• **УКАЗАНИЯ**:
A - Извлеките из фрагмента о предмете театрального искусства отрывок от слов «Так мы, должно» до слов «не пришлось уходить.» включительно, не меняя в нем ничего.
B - Продолжите текст о предмете театрального искусства, начав сразу после его последнего предложения.

• **ПРЕДОСТАВЛЕННЫЙ ФРАГМЕНТ**:
Здесь один из самых ярких эпизодов в истории театрального предмета. По-сократовски «припомнившая» древнегреческий драма­тизм ролевая сфера жизни подверглась тому, что в науке называ­ется дихотомией: она перестала быть однородной и стала «де­литься», ветвиться. Причем обе ее ветви, сохраняя общие свой­ства основания, будто договорились между собою о своего рода предметных доминантах: одна будет настаивать на драматизме те­атральности, другая – на театральности драматизма. Продлится ли этот процесс, неизвестно. Но ясно, что он возможен.

Теперь остается выяснить, как быть с другим кандидатом в театральность, с театральностью евреиновского толка, тем ин­стинктом преображения человека в иное существо, наличие кото­рого мы прежде допустили, или с более надежно зафиксированным наукой инстинктом подражания. Если считать театр искусством (в чем сам Н.Н. Евреинов готов был усомниться), если исходить из аристоте­левой идеи мимезиса, упомянутый инстинкт не только не помеха, он подмога. И в таком ключе вопрос решается сравнительно про­сто. Постольку, поскольку у человека такие инстинкты есть, они тот самый дар природы, который в жизни, а потом в театре по­зволил человеку играть свои роли - социальные, а вслед художе­ственные. Тут не предмет театрального подражания, а одно из средств, природная способность, с помощью которой театр ока­зывается в состоянии взять свой ролевой предмет, освоить его и воспользоваться им в художественных целях. Инстинкт преобра­жения или инстинкт подражания для актера - не менее, но и не более, чем слух для музыканта. 

Так мы, должно быть, определили для себя фундамент, на ко­тором можно строить. Если мы готовы думать, что театр имеет в своем жизненном тылу нечто только ему открывающее свой тайный смысл, если мы соглашаемся с тем, что только открывая этот смысл, театр становится самостоятельным искусством, мы далее не вправе не «оглядываться» на предмет театрального искусства, как бы далеко от него не пришлось уходить.

Искусство театра можно и должно рассматривать по-разному. У него особый генезис и своя история; его произведение со­стоит из частей, связанных между собою так, а не иначе; его содержание так, а не иначе оформлено и выговорено. Но это зна­чит, что театральный генезис привел к созданию такого инстру­мента, которым человечество сумело воспользоваться, когда по­надобилось подражать ролевым драмам; что театральная история есть история всестороннего и беспредельно разнообразного ос­воения этого самого, для театра неисчерпаемого, хитрыми зигза­гами развивающегося и даже «делимого» предмета; что в театре есть элементы, части, которые постоянно ищут себе прообразов в предмете и связаны между собою так, как предуказывает предмет; что театральное содержание - это, в конце концов, художествен­ные вариации на тему, заданную предметом; что театральные формы и театральный язык, как далеко от жизни их ни уводи, - если они театральные, не могут быть поняты вне магнитного поля своего предмета. Все виды и типы театра – не что иное как спе­циализированные подражания тем или иным сторонам или частям предмета. Предмет нельзя переоценить. Как бы вольно и своеоб­разно театр ни осваивал жизнь, именно ею он питается, как бы далеко от ее форм ни уводила художника его фантазия - и фанта­зия не беспредметна: фантазирует артист сцены и режиссер тоже, в конечном итоге, на темы театрального предмета.

• **ЗАПИСИ НАБОРА ДАННЫХ**:
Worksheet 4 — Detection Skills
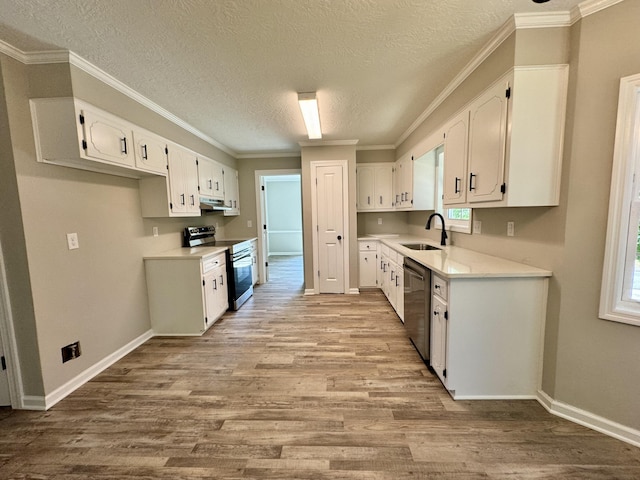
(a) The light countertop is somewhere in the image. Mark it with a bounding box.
[358,235,552,278]
[143,237,257,260]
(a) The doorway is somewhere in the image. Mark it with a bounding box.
[255,170,304,283]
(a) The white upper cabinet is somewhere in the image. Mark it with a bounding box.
[223,167,240,216]
[79,105,135,167]
[139,143,200,218]
[468,79,510,203]
[443,110,469,205]
[356,163,393,211]
[198,156,224,200]
[169,145,200,216]
[443,65,568,208]
[133,127,168,175]
[30,97,167,178]
[394,142,436,211]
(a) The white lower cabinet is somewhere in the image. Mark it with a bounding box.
[358,240,379,288]
[145,251,229,335]
[429,273,449,387]
[430,273,548,400]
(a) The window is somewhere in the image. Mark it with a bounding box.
[435,145,471,233]
[600,75,640,326]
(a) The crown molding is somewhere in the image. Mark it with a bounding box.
[236,151,301,160]
[571,0,623,21]
[356,145,396,151]
[394,17,516,148]
[513,12,572,30]
[0,40,237,158]
[394,0,624,148]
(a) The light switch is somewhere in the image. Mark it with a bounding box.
[67,233,80,250]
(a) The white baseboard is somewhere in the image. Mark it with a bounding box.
[19,395,47,410]
[537,390,640,447]
[41,330,153,410]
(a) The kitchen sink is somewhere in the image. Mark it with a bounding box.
[401,243,442,250]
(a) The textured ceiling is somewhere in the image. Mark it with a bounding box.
[0,0,579,155]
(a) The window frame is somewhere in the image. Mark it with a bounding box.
[599,74,640,326]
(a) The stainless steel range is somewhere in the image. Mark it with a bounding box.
[183,225,253,310]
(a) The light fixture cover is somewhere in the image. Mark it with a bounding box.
[298,92,322,140]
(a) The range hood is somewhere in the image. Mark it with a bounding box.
[200,197,231,212]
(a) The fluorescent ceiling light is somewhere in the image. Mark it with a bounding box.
[298,92,322,140]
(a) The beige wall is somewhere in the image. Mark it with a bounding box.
[221,157,300,242]
[390,2,640,429]
[0,55,44,396]
[0,56,235,396]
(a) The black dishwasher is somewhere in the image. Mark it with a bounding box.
[404,257,431,364]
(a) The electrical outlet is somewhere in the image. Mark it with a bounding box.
[67,233,80,250]
[60,340,82,363]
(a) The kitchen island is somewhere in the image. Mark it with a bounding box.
[359,235,552,400]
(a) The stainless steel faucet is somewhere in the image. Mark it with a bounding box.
[424,212,447,245]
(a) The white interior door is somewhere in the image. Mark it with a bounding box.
[0,338,11,407]
[315,165,346,293]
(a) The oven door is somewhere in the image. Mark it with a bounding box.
[232,250,253,300]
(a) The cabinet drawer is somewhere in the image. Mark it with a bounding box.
[358,241,378,252]
[202,253,226,273]
[431,273,449,302]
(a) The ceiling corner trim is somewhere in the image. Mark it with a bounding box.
[236,152,300,160]
[394,17,516,148]
[514,12,572,29]
[356,145,396,151]
[69,52,236,158]
[0,40,27,63]
[576,0,623,21]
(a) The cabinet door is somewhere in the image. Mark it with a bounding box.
[372,164,393,209]
[356,166,375,210]
[359,252,378,287]
[210,161,224,200]
[396,259,404,323]
[168,147,200,216]
[464,82,509,202]
[443,110,469,205]
[202,269,218,330]
[431,295,447,386]
[198,157,213,197]
[133,128,167,175]
[81,108,135,168]
[223,167,240,216]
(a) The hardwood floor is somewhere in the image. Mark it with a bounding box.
[0,253,640,480]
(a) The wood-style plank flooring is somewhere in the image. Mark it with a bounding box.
[0,258,640,480]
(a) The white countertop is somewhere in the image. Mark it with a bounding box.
[144,247,229,260]
[143,237,257,260]
[358,235,552,278]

• **РЕЗУЛЬТАТЫ ЗАДАНИЙ**:
A -
Так мы, должно быть, определили для себя фундамент, на ко­тором можно строить. Если мы готовы думать, что театр имеет в своем жизненном тылу нечто только ему открывающее свой тайный смысл, если мы соглашаемся с тем, что только открывая этот смысл, театр становится самостоятельным искусством, мы далее не вправе не «оглядываться» на предмет театрального искусства, как бы далеко от него не пришлось уходить.

B -
Иное дело, что искусство столь же «похоже на жизнь», сколь и не похоже на нее. И театр так же кровно связан со своим предметом, как отделен от него. Но чем глубже мы внедряемся в художественную материю, тем важней помнить об ее драматически-ролевом нехудожест­венном прообразе. Оттуда на театр дышат его почва и судьба. 

 

__________________

 

1 Костелянец Б. Драма и действие. Л., 1976. С. 4.

2 Там же. С. 6.

3 Станиславский К. С. Искусство актера и режиссера // Станиславский К.С. Собр. Соч. В 8 тт. Т. 6. М.,1959. С. 236.

4 Там же. С. 233. 

5 Игнатов И.Н. Театр и зрители. М., 1916. Ч.1. С. 12-13.

6 См.: Евреинов Н. Н. Театр как таковой. М., 1923.

7 См. об этом: Калмановский Евгений. Природа театра и идея театральности // ПТЖ. 1993. №1; Барбой Юрий. Заклятие. // ПТЖ. 1993. №4.

8 См., напр.: Философский энциклопедический словарь. 

9 См., напр.: Кон И.С. В поисках себя. М., 1985.

10 Кантор А.М. Театральность и живописность в исторической живописи Х1Х века // Театральное пространство. М., 1979. С. 408

11 Там же.

12 Калязин В.Ф. От мистерии к карнавалу. М., 2002. С. 199.

13 Кантор А.М. Ук. соч. С. 409

14 Хализев В. Драма как явление искусства. М., 1978. С. 14.

15 См.: Карягин А.А. Драма как эстетическая проблема. М., 1971.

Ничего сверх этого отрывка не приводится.